[Saved entries]
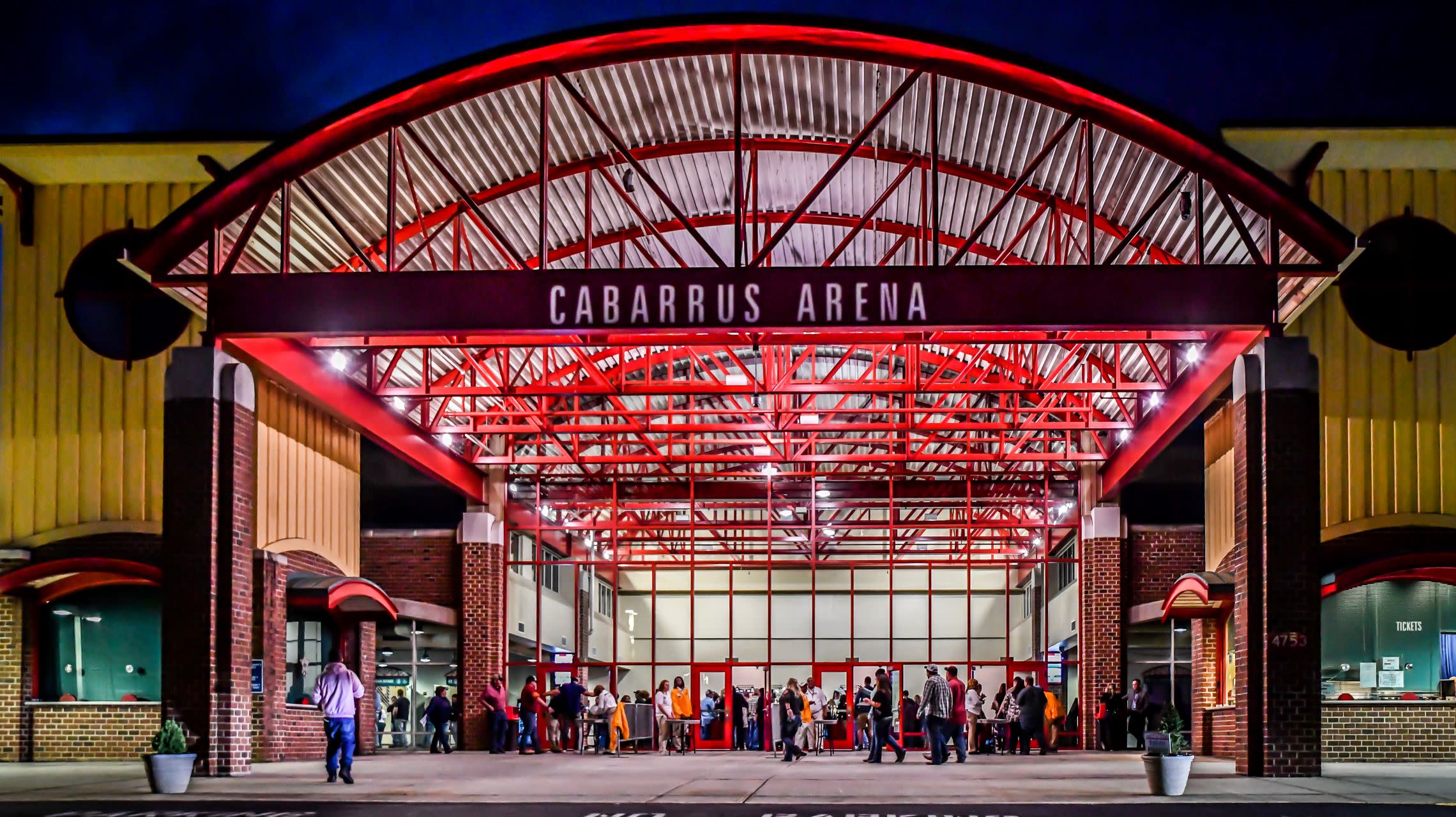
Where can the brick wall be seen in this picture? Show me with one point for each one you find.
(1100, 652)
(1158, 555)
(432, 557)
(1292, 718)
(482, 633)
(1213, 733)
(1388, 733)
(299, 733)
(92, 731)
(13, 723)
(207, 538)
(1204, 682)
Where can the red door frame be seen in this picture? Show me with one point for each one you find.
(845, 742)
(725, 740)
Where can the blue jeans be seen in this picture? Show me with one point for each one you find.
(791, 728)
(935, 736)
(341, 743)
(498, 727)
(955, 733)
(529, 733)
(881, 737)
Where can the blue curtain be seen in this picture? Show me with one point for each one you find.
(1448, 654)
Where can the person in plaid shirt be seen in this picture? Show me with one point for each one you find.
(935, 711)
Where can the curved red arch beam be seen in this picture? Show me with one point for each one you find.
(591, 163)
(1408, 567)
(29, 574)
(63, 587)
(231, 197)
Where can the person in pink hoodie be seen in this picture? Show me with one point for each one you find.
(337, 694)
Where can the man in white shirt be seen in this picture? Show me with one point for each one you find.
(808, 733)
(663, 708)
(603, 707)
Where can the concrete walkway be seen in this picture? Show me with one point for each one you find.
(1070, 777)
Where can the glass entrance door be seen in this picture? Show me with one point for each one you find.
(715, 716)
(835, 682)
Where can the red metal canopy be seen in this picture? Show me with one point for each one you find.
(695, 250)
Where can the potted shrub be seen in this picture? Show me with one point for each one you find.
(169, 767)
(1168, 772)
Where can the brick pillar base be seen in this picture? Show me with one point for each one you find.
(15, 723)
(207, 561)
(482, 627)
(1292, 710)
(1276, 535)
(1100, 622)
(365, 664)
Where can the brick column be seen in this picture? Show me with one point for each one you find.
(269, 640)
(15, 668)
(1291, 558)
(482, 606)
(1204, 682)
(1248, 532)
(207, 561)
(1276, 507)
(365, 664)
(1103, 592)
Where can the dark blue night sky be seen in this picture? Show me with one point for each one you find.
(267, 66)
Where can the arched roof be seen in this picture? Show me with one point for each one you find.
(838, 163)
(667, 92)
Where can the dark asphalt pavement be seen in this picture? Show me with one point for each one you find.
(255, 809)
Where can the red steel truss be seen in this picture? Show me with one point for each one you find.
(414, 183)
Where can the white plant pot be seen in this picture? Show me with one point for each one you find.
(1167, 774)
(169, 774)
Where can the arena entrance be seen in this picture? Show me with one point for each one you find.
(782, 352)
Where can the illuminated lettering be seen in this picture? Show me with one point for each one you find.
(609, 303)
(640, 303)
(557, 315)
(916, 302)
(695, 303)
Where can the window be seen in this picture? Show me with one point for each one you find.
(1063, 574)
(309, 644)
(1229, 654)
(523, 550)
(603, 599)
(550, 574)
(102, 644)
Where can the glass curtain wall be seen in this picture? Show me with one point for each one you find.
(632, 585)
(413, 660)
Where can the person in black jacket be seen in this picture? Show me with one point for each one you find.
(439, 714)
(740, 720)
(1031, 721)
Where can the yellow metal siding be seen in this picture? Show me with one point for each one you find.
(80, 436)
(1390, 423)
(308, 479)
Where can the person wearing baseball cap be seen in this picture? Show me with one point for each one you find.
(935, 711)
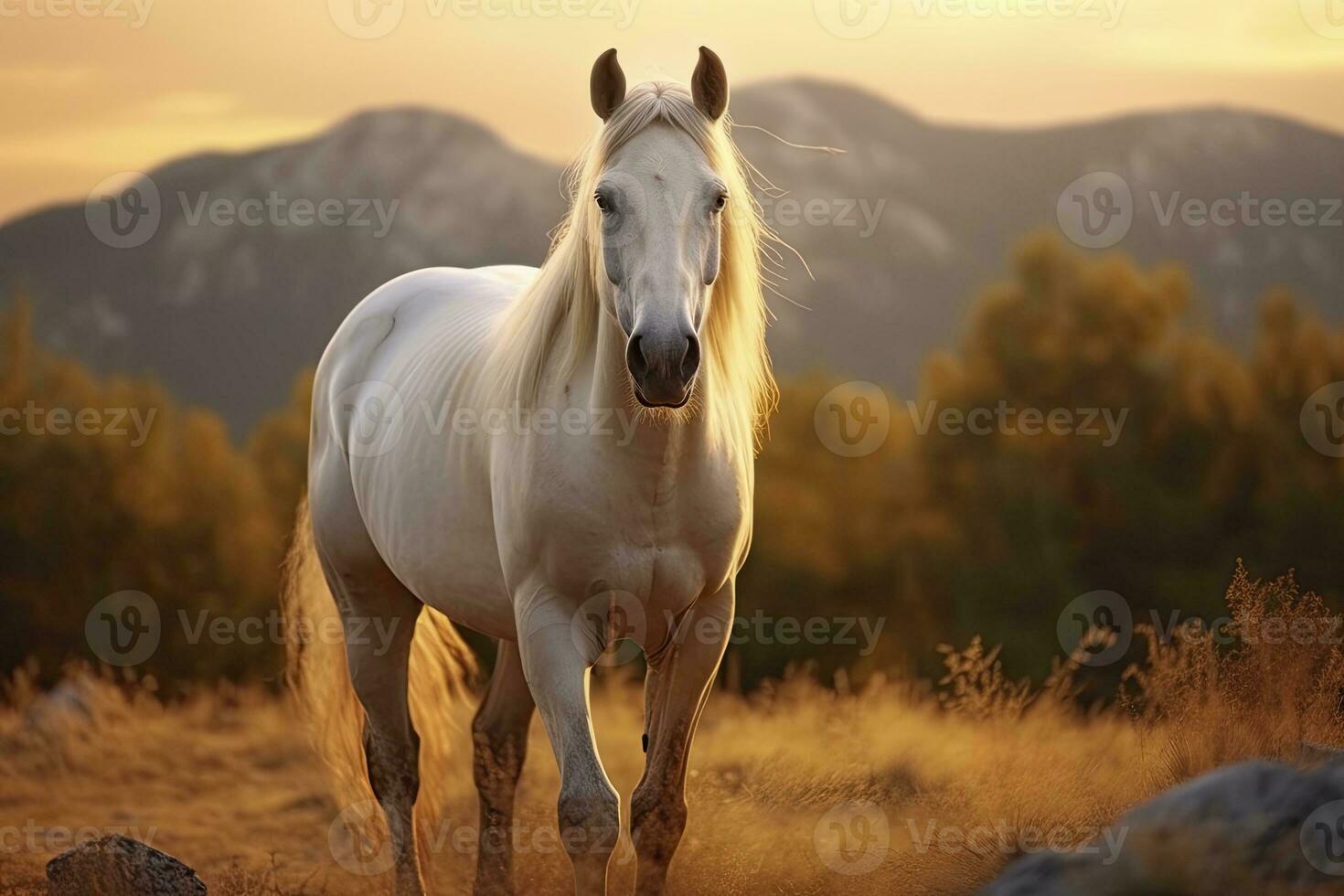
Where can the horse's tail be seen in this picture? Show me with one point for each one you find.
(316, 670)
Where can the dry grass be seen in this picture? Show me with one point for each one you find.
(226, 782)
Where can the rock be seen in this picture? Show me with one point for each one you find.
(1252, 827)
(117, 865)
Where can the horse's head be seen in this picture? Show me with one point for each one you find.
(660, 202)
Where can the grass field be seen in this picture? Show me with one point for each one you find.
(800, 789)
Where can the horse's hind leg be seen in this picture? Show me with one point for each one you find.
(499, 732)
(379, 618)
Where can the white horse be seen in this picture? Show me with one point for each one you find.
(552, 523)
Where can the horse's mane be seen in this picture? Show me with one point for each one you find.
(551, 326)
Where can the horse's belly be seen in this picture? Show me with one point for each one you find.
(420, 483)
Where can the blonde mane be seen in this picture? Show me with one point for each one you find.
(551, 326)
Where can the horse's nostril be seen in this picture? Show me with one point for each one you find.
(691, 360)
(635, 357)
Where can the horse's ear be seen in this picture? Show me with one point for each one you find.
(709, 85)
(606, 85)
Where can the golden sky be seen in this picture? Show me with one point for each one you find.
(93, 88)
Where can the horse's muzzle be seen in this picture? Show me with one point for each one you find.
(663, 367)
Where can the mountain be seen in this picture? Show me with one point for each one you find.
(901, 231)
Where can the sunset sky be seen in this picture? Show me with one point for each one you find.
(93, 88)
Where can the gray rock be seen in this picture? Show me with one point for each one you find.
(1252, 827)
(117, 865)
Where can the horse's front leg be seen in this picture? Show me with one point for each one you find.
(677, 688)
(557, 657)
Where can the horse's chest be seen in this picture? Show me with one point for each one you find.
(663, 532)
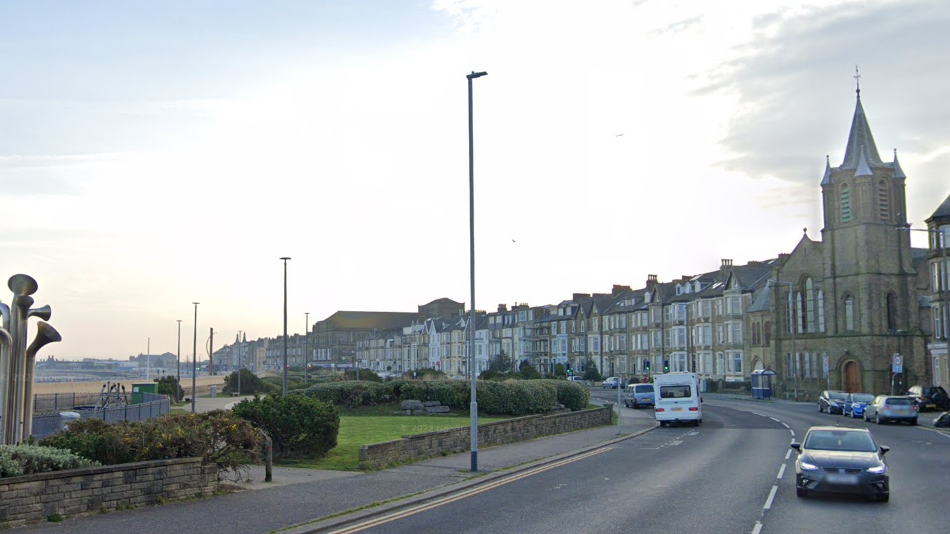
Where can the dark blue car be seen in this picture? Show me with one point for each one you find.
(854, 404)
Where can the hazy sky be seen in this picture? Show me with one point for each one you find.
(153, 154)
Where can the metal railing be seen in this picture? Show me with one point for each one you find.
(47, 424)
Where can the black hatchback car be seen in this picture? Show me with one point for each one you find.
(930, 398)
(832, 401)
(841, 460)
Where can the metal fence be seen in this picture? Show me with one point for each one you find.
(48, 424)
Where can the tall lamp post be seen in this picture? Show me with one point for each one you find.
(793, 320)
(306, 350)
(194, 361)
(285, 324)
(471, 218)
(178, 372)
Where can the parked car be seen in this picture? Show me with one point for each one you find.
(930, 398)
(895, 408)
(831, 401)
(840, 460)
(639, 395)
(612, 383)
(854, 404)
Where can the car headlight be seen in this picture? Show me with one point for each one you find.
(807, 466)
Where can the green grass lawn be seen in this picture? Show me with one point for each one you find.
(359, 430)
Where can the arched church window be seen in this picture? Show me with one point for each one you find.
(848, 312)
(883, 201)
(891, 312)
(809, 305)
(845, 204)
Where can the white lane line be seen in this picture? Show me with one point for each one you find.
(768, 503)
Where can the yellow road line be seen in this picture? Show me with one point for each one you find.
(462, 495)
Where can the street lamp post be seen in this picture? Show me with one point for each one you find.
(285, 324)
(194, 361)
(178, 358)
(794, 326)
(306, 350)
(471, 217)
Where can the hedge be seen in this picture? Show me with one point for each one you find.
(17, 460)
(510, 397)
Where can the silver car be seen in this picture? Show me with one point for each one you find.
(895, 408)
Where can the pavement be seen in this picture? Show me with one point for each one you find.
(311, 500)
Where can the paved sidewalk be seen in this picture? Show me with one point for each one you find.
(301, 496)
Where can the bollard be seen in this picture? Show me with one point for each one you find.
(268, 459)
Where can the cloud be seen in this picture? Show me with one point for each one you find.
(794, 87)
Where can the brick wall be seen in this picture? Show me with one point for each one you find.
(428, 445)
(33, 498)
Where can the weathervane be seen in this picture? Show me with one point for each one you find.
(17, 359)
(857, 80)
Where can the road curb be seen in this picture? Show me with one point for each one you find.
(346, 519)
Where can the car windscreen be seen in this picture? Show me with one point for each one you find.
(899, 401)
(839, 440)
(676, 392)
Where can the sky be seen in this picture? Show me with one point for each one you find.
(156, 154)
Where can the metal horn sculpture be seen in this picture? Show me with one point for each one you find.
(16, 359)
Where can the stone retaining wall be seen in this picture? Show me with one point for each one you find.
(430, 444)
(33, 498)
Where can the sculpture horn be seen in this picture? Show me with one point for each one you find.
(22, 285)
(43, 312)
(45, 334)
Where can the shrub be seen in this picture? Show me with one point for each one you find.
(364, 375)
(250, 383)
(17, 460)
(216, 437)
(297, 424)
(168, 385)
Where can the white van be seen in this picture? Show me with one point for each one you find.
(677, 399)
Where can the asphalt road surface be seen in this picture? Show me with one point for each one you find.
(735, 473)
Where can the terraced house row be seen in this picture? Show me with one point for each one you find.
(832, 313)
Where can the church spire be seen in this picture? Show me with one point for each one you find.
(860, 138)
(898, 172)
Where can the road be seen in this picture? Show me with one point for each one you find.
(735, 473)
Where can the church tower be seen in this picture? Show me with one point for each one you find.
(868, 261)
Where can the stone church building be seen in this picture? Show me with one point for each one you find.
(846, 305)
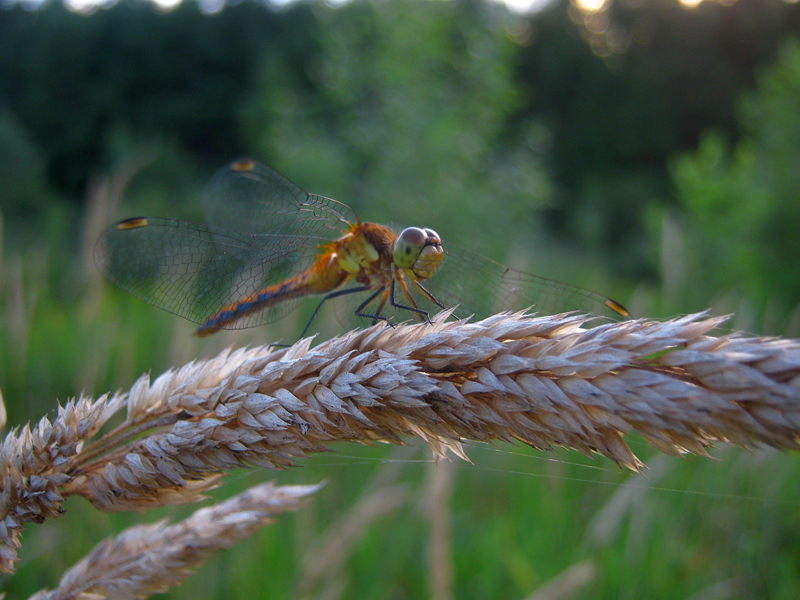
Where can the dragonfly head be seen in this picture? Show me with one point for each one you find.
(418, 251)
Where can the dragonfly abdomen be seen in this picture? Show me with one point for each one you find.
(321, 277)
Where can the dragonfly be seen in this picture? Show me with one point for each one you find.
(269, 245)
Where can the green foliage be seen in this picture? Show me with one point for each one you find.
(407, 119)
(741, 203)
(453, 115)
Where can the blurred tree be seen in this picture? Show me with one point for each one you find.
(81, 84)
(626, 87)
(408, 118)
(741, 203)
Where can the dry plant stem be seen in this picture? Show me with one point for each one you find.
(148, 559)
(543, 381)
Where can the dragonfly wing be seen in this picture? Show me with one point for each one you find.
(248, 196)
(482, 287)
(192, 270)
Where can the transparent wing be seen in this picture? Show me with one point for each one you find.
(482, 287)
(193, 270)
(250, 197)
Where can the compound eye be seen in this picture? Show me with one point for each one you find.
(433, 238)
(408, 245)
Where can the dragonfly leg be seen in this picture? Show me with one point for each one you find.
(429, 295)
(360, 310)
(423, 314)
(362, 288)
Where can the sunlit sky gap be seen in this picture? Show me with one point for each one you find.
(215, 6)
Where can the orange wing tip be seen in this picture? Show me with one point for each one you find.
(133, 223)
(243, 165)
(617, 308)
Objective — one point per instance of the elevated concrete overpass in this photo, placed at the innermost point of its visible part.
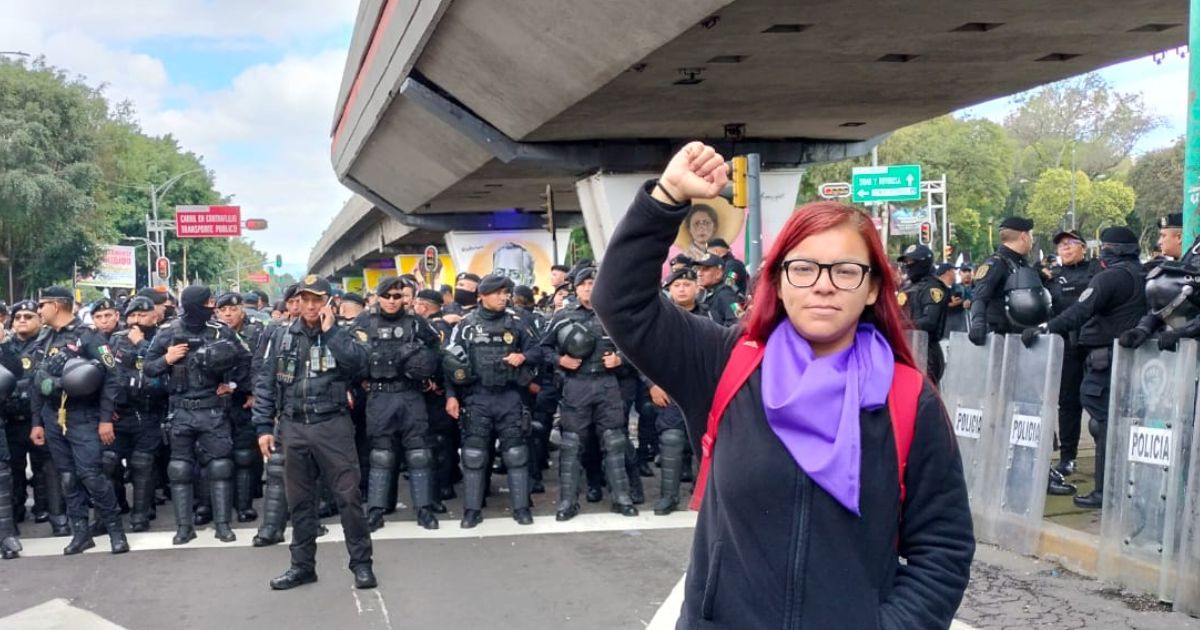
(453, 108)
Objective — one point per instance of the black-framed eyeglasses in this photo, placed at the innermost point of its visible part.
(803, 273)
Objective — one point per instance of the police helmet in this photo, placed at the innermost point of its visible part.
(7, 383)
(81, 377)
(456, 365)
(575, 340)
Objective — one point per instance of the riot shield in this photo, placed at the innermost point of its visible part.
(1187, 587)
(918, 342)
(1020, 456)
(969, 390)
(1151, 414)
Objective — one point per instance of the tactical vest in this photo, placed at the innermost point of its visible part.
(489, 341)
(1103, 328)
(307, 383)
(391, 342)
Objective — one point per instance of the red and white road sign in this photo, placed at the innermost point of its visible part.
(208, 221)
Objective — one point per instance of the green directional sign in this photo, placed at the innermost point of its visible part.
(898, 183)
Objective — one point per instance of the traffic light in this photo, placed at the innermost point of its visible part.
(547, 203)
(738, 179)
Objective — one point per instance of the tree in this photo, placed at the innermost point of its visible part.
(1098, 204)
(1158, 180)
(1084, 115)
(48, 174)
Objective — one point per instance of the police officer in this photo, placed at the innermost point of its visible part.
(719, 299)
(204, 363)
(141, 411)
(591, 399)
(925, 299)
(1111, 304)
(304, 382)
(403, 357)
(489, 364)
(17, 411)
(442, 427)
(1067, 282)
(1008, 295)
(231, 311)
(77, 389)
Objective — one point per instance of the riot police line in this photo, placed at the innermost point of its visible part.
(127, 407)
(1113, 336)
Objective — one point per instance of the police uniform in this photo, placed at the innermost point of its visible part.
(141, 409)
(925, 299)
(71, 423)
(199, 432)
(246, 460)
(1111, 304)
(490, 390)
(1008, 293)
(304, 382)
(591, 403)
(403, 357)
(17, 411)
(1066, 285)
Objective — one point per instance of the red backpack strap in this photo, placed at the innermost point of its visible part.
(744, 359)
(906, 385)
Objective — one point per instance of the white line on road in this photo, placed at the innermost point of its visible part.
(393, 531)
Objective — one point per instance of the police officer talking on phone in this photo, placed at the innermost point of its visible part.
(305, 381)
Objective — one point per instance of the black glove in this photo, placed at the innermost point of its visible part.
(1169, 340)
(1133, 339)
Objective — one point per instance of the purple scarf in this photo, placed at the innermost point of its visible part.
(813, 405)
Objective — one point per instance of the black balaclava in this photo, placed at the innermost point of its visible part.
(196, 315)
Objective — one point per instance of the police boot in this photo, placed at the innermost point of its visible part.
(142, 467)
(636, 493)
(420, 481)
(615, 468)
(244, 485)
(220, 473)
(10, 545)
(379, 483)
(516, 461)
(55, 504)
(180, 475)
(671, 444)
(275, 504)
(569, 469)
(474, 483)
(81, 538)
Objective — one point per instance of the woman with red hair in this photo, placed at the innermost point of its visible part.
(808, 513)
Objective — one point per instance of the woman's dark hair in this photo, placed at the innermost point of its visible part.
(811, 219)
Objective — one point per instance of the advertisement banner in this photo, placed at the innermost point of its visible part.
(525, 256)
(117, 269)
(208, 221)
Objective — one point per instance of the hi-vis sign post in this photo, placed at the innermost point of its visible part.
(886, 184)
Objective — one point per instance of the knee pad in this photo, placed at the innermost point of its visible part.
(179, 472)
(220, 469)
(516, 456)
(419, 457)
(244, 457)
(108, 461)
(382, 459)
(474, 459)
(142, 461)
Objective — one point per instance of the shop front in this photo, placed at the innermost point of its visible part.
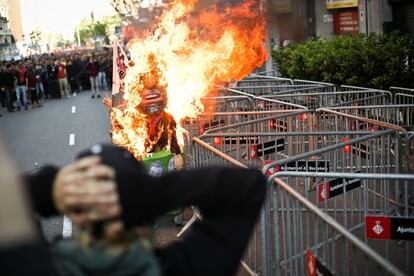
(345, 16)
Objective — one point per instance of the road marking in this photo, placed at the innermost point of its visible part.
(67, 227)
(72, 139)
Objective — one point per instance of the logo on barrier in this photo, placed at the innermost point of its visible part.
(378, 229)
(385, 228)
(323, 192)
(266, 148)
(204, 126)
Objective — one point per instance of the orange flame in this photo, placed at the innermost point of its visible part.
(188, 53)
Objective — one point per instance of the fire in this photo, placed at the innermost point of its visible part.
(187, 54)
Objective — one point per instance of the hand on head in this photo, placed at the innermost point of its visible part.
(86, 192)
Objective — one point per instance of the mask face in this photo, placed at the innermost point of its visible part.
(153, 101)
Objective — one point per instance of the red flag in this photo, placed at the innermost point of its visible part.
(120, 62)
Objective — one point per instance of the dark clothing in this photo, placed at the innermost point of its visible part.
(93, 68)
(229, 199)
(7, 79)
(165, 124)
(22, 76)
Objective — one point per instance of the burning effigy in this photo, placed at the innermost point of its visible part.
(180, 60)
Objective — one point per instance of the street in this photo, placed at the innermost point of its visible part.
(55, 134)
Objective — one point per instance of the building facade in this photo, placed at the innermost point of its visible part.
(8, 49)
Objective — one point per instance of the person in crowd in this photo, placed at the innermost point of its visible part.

## Task to complete
Beginning with the line that contains "Objective — one point per instance of the building", write out every line through the end of the entries above, exactly.

## Finished exercise
Objective — one point per instance of the building facade in this photo, placed at the innermost point of its visible part.
(8, 49)
Objective — one point per instance of the person in crowd in this photo, placed at the innermost point of its visible part.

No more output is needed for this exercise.